- [Task directions]:
Nothing outside the stretch is wanted. Repeat exactly the lines of the listing below from the one that contains "positive clicks: (371, 298)" through the one that contains "positive clicks: (96, 360)", both ends included.

BEGIN

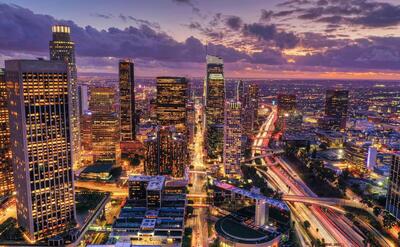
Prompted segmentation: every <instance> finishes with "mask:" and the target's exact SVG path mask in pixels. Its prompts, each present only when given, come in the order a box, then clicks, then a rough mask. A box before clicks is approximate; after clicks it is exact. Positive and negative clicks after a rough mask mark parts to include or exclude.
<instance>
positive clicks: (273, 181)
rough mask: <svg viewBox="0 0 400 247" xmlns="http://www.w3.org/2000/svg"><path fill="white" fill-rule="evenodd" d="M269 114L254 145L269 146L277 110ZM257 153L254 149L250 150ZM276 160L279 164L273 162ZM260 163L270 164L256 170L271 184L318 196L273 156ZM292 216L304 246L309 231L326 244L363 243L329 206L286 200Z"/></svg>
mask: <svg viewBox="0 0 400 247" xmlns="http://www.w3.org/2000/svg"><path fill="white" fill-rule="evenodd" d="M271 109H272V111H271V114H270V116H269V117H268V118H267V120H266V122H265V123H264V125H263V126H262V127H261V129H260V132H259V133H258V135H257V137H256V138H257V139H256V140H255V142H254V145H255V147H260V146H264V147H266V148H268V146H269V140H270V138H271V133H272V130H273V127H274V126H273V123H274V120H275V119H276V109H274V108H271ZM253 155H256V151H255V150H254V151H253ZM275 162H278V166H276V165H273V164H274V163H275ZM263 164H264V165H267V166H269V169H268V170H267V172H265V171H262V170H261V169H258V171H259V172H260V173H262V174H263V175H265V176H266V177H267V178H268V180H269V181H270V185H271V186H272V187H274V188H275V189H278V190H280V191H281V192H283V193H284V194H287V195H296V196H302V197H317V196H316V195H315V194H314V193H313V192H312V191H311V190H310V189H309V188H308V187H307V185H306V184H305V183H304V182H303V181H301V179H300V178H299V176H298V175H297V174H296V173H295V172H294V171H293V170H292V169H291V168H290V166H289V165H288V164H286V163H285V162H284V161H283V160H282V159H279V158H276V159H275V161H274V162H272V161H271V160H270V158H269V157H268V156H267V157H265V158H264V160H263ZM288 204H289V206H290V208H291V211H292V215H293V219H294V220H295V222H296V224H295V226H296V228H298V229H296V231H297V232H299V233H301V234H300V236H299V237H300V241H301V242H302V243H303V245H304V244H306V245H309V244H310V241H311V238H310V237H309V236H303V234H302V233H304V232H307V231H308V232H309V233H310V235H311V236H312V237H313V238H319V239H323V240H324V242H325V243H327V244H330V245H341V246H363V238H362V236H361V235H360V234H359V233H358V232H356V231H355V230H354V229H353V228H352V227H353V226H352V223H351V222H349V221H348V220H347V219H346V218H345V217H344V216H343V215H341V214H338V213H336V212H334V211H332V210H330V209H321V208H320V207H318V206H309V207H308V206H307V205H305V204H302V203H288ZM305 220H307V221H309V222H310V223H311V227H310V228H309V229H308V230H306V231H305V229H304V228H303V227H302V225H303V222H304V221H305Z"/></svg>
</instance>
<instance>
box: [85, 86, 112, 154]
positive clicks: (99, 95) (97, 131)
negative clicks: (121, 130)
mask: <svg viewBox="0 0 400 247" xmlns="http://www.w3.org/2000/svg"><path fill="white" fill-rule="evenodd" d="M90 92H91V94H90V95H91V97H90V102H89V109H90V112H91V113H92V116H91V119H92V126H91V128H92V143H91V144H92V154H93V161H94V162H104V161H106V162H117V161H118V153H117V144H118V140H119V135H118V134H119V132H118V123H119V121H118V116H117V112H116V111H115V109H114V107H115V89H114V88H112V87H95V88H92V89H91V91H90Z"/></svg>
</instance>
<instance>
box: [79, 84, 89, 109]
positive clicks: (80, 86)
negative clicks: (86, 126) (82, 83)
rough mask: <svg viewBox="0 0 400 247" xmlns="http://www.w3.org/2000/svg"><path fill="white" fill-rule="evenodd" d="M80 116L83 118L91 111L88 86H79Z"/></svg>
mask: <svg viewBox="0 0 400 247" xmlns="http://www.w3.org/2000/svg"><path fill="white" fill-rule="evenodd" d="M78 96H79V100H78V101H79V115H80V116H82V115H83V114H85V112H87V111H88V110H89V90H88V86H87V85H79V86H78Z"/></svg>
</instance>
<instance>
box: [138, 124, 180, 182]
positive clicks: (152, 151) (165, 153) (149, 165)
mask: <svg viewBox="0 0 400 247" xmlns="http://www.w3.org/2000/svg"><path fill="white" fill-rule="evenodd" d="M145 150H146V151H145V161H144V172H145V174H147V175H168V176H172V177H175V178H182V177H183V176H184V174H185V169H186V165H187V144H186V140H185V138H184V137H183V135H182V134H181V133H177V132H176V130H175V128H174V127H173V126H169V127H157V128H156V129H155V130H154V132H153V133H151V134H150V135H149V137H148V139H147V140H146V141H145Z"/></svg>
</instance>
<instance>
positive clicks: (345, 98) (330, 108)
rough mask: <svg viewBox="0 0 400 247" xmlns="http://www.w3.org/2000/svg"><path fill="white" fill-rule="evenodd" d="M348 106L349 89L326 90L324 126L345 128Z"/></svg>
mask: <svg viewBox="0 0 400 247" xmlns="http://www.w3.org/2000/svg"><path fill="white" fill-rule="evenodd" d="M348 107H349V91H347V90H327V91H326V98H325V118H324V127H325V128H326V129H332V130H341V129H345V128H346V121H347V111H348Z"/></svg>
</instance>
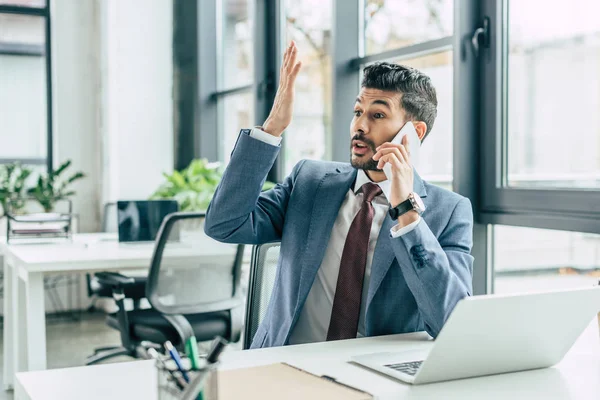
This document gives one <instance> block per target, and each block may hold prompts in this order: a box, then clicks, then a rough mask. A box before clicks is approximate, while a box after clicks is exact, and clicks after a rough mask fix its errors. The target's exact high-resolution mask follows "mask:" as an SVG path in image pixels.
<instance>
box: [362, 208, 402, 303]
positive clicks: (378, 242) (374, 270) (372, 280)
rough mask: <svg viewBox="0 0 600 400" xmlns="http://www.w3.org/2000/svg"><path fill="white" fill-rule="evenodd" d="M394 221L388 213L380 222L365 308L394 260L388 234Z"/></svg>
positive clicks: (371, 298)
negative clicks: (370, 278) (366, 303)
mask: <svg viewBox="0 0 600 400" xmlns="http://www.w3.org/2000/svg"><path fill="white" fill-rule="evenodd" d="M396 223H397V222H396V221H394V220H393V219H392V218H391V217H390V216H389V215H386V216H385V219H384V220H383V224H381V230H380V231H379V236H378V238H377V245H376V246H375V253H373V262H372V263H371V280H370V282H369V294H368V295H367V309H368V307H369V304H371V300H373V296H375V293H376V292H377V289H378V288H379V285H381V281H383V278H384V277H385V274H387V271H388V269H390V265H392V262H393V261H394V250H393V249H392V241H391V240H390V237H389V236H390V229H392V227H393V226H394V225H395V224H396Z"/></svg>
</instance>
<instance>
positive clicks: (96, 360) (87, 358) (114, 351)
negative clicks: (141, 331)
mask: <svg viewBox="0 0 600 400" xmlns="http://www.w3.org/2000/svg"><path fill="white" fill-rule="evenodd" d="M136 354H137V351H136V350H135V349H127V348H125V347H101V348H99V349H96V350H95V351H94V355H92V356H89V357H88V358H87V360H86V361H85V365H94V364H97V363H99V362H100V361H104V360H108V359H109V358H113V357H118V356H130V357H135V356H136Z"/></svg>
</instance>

END

- [Written solution]:
positive clicks: (371, 298)
negative clicks: (370, 278) (366, 303)
mask: <svg viewBox="0 0 600 400" xmlns="http://www.w3.org/2000/svg"><path fill="white" fill-rule="evenodd" d="M396 223H397V222H396V221H394V220H393V219H392V218H391V217H390V216H389V215H386V216H385V219H384V220H383V224H381V230H380V231H379V236H378V238H377V245H376V246H375V253H373V262H372V263H371V280H370V282H369V294H368V295H367V309H368V307H369V304H371V300H373V296H375V293H376V292H377V289H378V288H379V285H381V281H383V278H384V277H385V274H387V271H388V269H390V265H392V262H393V261H394V250H393V249H392V241H391V240H390V237H389V236H390V229H392V227H393V226H394V225H395V224H396Z"/></svg>
</instance>
<instance>
positive clicks: (96, 360) (87, 358) (114, 351)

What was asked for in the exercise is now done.